## BRANO PROPOSTO
Egli affermò infatti che essa è accettabile solo se al servizio di una causa onesta e nobile.
Dopo di lui Platone, invece, muoverà un’aspra critica alla retorica.
Secondo il filosofo greco, infatti, essa non è che un sapere tecnico e, in quanto tale, sterile, incapace di procurare agli uomini la vera felicità, ma volto ad accrescerne la vanità.
E’ con Aristotele che si giunse ad una nuova definizione della retorica. Essa divenne un utile strumento per affermare il vero ed il giusto.
Il filosofo di Stagira esaltò la retorica per la sua utilità, mentre Gorgia l’esaltava per il suo potere.
Agli occhi di Aristotele la forza della retorica stava nel fatto che essa rappresentava un legittimo strumento di difesa.
Non era escluso un suo uso perverso e distorto, proprio perché essa era un bene. La retorica divenne, così, uno strumento non più neutro, ma indubbiamente positivo.
E la dialettica, l’arte di argomentare, cos’è e in che rapporto si pone con la retorica?
Essa altro non è che un gioco il cui fine consiste nel provare o confutare una tesi attraverso il ragionamento.
Per Aristotele essa non era che l’arte di argomentare correttamente.
Quanto al rapporto tra la retorica e la dialettica, la prima è controparte della seconda. Aristotele definì infatti la retorica come parte della dialettica o come sua ricaduta. In ogni caso entrambe sono sullo stesso piano. In che senso?
Entrambe hanno la forza di provare una tesi ed il suo contrario, sono universali, non implicando alcuna specializzazione e possono essere insegnate.
Infine entrambe possono distinguere il vero dall’apparente e utilizzano gli stessi due tipi di argomentazione, l’induzione e la deduzione.
Possiamo dire quindi che la dialettica altro non è che la parte argomentativa della retorica.
Appare evidente, ancora oggi, l’importanza di una buona ed efficace dialettica, come strumento volto a persuadere, blandire, aizzare il proprio uditorio.
D’altronde “Le parole sono importanti!”, recitava il protagonista di un film di Nanni Moretti, ma, in molti casi, ancor più lo è il modo in cui esse sono disposte all’interno di un discorso.
Talvolta, inoltre, l’aspetto argomentativo dei discorsi pronunciati da alcuni esponenti politici o personaggi pubblici, risulta debole o, più che altro, le argomentazioni, svuotate degli orpelli retorici e ad un’attenta analisi, si rivelano fallaci.
Non è forse questo quello che, spesso, fa presa su un certo pubblico? L’apparenza in luogo della sostanza, l’effetto in luogo del contenuto?
Ebbene, per concludere la nostra analisi, occorre fare un cenno al sistema retorico aristotelico.
Aristotele, oltre a riabilitare la retorica, ne ha fatto un vero e proprio sistema.
Innanzitutto, secondo la classificazione aristotelica, essa si componeva di quattro parti: Inventio (la ricerca degli argomenti e dei mezzi di persuasione), dispositio (l’ordine dato agli argomenti), elocutio (la redazione scritta del discorso) e actio (la recitazione del discorso.. Essa può implicare la mimica e la gestualità).

## MATERIALE FORNITO
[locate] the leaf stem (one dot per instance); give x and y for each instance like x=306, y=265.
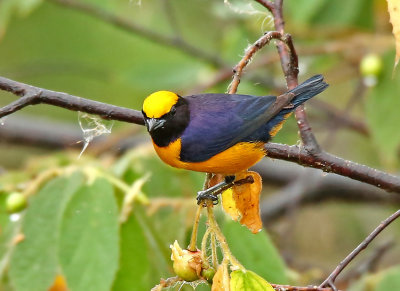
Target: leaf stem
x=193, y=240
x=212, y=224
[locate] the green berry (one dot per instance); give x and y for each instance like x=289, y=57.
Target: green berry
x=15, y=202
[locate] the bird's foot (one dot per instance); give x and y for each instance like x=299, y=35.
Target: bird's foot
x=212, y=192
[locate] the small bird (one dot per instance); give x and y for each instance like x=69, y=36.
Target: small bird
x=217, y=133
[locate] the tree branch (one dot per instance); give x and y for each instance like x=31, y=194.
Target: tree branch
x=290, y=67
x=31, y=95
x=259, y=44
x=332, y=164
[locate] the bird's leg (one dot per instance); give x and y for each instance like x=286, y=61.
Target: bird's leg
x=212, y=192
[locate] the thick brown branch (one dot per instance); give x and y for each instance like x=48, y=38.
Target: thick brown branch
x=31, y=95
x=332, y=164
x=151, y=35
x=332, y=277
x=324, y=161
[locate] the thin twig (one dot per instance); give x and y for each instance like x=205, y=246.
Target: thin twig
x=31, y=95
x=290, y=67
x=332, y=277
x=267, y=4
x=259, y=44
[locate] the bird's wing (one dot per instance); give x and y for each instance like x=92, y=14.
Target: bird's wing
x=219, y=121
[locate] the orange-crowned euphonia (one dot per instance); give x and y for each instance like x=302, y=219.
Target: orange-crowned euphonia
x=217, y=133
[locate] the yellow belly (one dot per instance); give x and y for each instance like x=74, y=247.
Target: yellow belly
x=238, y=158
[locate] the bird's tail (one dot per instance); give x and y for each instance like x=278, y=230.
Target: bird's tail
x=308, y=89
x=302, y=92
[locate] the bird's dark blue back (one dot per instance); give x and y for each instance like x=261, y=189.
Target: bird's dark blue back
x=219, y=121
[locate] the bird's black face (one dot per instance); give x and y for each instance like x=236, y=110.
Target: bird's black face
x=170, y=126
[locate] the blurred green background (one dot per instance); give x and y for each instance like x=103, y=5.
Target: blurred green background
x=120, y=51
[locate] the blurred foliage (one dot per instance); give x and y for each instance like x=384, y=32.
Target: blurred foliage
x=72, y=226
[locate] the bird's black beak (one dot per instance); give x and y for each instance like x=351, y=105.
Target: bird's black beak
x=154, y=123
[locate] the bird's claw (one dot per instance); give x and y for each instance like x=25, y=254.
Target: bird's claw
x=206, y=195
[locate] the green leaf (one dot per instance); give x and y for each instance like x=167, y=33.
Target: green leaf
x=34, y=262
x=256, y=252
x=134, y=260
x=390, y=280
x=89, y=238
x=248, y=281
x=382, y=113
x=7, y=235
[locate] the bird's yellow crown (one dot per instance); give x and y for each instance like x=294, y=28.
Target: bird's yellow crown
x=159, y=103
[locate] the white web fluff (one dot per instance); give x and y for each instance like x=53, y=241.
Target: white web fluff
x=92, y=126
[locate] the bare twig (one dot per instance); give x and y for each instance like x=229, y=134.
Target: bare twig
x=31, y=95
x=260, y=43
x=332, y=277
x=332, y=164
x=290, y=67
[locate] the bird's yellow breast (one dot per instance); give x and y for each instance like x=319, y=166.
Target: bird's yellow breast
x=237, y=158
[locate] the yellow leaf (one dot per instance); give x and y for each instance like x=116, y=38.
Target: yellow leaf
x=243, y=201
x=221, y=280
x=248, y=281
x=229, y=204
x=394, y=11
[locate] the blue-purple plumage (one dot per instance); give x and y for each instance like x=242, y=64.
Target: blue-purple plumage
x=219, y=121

## CONSEGNA
Rispondi alle domande seguenti basandoti sul brano dedicato alla retorica.
(a) Secondo Platone, ad accrescere che cosa è volta la retorica?
(b) Quali due tipi di argomentazione utilizzano sia la retorica sia la dialettica?
(c) Nella classificazione aristotelica, che cosa indica la "dispositio"?

## RISPOSTA
(a) La vanità degli uomini.
(b) L'induzione e la deduzione.
(c) L'ordine dato agli argomenti.